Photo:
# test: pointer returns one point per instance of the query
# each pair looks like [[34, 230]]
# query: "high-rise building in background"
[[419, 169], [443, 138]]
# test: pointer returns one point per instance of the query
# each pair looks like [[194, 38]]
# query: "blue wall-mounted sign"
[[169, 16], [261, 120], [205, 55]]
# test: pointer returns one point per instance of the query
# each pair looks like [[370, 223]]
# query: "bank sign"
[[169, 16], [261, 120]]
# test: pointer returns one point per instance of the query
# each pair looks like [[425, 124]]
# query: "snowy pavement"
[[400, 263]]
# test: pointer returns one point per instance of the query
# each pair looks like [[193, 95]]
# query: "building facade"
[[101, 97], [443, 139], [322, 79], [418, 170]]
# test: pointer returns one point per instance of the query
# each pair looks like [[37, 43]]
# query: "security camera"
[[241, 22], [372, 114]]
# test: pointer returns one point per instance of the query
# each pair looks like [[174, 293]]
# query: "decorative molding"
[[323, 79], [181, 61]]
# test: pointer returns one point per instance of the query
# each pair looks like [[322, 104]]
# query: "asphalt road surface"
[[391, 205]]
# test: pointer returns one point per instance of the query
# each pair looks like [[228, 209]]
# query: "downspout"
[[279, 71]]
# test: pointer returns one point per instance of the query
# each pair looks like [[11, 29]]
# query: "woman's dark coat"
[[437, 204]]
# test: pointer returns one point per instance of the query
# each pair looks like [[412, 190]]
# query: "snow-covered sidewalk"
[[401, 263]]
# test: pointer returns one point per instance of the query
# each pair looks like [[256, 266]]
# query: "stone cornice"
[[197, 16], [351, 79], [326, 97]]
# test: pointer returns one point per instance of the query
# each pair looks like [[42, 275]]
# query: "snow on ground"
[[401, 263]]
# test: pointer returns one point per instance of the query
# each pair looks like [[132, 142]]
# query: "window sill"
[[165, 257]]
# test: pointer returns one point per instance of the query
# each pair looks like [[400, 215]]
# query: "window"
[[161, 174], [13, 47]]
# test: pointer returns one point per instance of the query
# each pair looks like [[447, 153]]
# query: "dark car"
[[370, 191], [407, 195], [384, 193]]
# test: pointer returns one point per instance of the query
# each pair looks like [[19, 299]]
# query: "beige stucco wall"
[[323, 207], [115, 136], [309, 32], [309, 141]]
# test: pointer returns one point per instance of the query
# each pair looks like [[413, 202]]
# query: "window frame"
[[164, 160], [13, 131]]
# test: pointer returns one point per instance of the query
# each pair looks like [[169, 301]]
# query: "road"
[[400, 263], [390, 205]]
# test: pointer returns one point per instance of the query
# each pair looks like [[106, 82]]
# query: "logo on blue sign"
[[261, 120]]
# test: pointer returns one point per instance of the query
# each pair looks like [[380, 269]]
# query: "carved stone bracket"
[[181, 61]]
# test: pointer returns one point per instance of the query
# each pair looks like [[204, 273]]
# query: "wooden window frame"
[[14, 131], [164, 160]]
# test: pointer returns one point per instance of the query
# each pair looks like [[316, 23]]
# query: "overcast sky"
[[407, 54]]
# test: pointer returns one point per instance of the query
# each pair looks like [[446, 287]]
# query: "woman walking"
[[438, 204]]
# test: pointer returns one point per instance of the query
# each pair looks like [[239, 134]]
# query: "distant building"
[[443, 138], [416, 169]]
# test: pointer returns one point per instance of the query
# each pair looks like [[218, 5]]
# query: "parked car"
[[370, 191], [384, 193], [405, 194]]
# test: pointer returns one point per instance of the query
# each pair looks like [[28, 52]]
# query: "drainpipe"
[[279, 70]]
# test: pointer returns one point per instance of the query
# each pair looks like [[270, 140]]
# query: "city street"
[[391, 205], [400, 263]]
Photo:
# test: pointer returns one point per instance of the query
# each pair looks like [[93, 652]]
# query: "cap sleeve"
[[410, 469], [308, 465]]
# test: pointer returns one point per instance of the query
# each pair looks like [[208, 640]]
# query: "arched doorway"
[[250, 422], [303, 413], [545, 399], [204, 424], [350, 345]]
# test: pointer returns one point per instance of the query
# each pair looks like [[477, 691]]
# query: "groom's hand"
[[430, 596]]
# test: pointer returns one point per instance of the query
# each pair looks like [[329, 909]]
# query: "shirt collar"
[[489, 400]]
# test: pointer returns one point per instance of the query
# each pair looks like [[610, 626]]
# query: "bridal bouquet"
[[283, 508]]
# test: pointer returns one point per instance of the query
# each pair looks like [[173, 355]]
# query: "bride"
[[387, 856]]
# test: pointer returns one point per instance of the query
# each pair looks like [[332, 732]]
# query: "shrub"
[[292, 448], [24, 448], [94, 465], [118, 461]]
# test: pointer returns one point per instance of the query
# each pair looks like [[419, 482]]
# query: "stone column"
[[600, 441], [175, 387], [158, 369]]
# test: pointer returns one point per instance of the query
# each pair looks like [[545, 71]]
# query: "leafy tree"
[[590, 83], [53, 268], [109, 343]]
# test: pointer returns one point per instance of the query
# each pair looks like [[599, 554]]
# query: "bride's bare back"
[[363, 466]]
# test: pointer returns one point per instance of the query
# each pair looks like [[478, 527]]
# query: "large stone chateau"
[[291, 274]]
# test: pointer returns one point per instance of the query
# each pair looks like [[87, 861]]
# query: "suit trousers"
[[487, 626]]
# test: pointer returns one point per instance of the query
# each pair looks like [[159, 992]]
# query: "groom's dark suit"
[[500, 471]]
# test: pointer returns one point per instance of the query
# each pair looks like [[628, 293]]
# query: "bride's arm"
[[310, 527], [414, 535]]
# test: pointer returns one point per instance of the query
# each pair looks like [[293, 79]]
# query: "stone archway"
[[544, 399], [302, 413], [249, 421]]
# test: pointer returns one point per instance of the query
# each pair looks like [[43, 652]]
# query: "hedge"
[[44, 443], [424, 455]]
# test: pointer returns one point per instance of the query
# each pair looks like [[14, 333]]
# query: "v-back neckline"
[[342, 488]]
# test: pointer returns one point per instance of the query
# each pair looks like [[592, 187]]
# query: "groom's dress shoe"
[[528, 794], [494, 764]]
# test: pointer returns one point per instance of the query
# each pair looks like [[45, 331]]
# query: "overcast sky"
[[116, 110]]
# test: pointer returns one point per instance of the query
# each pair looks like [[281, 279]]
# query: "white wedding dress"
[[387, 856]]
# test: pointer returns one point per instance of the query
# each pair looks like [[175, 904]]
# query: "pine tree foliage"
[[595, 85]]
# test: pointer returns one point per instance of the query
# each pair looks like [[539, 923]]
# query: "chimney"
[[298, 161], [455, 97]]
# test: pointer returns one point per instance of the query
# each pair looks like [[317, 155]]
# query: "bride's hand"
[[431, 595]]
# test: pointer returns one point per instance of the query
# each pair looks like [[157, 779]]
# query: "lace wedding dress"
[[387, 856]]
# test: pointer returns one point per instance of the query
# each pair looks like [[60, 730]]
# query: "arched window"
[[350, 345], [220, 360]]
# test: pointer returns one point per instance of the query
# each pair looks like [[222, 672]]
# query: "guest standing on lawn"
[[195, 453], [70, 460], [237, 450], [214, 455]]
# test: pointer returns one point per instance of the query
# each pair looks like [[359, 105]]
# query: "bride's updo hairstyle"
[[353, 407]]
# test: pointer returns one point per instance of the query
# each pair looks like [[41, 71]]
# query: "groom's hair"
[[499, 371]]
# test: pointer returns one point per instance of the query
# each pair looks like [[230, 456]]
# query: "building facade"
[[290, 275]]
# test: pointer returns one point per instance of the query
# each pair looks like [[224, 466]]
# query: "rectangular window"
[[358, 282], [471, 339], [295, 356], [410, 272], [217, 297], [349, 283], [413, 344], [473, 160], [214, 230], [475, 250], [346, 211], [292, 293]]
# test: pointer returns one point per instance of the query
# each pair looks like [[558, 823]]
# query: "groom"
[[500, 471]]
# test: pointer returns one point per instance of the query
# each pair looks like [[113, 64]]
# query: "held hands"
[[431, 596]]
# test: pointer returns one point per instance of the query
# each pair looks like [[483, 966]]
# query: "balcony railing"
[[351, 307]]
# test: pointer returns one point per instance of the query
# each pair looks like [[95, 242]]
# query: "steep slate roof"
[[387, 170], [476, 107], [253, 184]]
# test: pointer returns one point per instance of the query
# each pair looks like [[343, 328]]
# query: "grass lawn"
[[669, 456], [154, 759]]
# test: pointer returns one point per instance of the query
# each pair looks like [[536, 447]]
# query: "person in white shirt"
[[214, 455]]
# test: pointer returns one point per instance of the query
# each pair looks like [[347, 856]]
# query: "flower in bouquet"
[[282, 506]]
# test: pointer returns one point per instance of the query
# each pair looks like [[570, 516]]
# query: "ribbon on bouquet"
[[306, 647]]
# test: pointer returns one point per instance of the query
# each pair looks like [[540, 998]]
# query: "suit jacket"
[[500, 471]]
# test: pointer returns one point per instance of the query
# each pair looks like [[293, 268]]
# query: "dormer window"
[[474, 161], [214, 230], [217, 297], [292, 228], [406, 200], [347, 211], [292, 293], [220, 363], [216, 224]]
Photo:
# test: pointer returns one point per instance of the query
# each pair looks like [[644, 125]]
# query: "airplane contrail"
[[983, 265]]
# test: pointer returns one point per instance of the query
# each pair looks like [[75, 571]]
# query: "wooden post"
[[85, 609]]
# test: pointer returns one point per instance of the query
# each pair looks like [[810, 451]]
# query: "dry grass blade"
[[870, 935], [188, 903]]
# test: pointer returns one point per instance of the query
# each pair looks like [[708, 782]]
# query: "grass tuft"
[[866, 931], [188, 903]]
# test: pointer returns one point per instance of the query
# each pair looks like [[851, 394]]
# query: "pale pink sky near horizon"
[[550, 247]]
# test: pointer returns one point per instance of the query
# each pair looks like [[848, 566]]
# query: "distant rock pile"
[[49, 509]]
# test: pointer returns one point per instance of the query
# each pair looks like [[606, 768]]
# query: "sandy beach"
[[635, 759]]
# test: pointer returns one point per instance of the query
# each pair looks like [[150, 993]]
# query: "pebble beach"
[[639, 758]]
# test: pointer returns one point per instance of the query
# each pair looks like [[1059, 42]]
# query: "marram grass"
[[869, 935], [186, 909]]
◇ ◇ ◇ ◇ ◇
TASK TO CARRY OUT |
Can you copy out, character for character, the stretch from the start of the listing through the line containing "[[169, 16], [261, 120]]", including that line?

RESULT |
Photo:
# test: pointer returns one point per instance of the query
# each pair looks like [[34, 230]]
# query: "high-rise building in background"
[[419, 169], [443, 138]]
# test: pointer returns one point per instance of the query
# each pair looks like [[194, 38]]
# query: "blue wall-mounted sign"
[[169, 16], [261, 120], [205, 55]]
# test: pointer returns one point per instance of the query
# each pair looks like [[370, 223]]
# query: "bank sign"
[[169, 16], [261, 120]]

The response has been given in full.